“Dirigenti illegittimi”: per la C.T.P. di Caserta gli atti sono nulli
di Giancarlo FalcoSono sempre più numerose le pronunce dei giudici di merito relative alla ormai nota questione dei cosiddetti “dirigenti illegittimi”.
Ultima in ordine di tempo è la Sentenza n. 5851/02/15 della Commissione Tributaria Provinciale di Caserta, sezione 2, in cui i giudici hanno ritenuto fondata la censura del ricorrente in merito alla carenza del potere di firma dirigenziale del sottoscrittore dell’avviso impugnato e, di conseguenza, hanno annullato l’avviso di accertamento in contestazione, “ai sensi e per gli effetti dell’art. 42 primo e terzo comma DPR n. 600/73, perché discrezionale e non vincolato”.
Molti sono gli spunti interessanti della Sentenza, per i giudici casertani infatti “se un non dirigente firma un avviso di accertamento, lo stesso è nullo e non vale il riferimento all’ufficio di appartenenza, che si applica nella diversa ipotesi di firma illeggibile, ipotesi totalmente diversa da quella in oggetto”.
Interessante è anche la posizione sulla questione del cosiddetto “funzionario di fatto”: sul punto, infatti, i giudici hanno ritenuto che non si potesse invocare tale questione in quanto applicabile esclusivamente “quando gli atti adottati dal funzionario sono favorevoli ai terzi destinatari, ma non certo quando gli atti sono sfavorevoli al contribuente (Consiglio di stato sent. n. 6/93, n. 853/99).
E in ogni caso, quando il contribuente eccepisce la violazione del citato art. 42, l’onere della prova spetta sempre all’Agenzia delle entrate, che deve contrastare le censure di parte con prove documentali valide ed appropriate (Cass. Sent. n. 14942/12)” .

──────

#### [Obiettivo indicato 1]
Nell'articolo sui "dirigenti illegittimi", a chi spetta l'onere della prova quando il contribuente eccepisce la violazione dell'art. 42?

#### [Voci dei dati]
──────

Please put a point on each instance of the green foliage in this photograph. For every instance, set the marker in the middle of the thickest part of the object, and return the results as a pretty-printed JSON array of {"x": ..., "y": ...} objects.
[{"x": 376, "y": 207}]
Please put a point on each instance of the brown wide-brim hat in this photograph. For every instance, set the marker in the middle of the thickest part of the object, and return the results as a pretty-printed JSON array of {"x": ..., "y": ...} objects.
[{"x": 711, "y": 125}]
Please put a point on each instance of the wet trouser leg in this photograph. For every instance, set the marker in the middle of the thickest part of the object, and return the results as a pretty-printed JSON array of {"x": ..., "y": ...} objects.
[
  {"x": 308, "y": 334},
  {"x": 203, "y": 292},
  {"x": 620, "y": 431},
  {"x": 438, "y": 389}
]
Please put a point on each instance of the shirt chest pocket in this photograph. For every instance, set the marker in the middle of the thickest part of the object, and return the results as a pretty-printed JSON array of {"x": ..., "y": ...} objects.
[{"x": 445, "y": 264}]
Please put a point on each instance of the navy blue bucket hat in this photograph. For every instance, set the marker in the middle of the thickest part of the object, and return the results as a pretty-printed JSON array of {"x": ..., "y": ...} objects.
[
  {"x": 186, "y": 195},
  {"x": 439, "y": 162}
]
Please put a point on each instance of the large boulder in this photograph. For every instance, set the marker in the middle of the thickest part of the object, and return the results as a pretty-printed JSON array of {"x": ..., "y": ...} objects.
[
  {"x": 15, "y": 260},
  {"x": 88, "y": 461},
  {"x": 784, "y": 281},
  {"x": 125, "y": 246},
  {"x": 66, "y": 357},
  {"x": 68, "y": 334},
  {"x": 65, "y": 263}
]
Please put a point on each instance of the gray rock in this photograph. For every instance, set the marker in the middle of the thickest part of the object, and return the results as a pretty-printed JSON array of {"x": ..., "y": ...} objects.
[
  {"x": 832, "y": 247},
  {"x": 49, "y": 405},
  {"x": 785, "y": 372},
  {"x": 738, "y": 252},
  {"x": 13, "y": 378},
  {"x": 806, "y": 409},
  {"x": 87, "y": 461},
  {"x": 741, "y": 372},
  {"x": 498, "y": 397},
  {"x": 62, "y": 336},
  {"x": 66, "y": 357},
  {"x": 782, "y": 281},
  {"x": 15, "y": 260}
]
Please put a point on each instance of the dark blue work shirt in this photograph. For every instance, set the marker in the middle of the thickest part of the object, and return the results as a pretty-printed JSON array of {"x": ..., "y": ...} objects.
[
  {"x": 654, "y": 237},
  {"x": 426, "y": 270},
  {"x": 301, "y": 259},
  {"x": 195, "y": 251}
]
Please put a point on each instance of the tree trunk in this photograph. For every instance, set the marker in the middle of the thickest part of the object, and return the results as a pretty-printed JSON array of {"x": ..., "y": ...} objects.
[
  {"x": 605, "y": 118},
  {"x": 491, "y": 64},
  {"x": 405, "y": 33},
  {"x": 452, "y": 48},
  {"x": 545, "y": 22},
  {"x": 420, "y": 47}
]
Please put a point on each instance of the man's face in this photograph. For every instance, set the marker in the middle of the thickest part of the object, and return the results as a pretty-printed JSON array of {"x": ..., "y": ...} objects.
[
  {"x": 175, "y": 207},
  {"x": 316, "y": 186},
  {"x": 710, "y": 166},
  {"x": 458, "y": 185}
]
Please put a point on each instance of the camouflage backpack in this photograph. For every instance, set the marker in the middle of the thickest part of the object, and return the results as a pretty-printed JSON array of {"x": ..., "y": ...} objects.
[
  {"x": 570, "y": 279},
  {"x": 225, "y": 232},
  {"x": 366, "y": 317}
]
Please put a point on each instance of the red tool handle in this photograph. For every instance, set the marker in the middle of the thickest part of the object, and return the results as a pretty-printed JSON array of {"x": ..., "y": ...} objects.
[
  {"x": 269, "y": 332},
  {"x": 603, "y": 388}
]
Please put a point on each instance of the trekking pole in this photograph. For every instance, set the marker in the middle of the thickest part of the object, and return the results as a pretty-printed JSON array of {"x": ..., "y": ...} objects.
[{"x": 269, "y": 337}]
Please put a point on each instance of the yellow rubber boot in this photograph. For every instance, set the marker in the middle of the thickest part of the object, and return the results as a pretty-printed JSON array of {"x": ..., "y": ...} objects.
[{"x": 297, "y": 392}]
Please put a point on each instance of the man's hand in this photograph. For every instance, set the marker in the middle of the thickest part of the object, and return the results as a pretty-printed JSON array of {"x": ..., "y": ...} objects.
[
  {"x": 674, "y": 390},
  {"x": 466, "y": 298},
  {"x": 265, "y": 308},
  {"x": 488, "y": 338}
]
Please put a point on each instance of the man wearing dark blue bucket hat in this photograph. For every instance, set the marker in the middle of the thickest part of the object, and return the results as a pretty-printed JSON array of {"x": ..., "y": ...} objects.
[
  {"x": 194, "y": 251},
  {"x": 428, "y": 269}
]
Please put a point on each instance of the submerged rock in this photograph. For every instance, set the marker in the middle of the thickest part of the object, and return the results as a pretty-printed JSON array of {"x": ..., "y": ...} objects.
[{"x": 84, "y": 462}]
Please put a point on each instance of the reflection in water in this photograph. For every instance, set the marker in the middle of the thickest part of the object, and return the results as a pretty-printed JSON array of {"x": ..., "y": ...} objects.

──────

#### [Obiettivo indicato 2]
Indica soltanto il numero di righe delle voci che contengono la stringa "camouflage", distinguendo tra maiuscole e minuscole.

#### [Risposta scritta 1]
All'Agenzia delle entrate.

#### [Risposta scritta 2]
1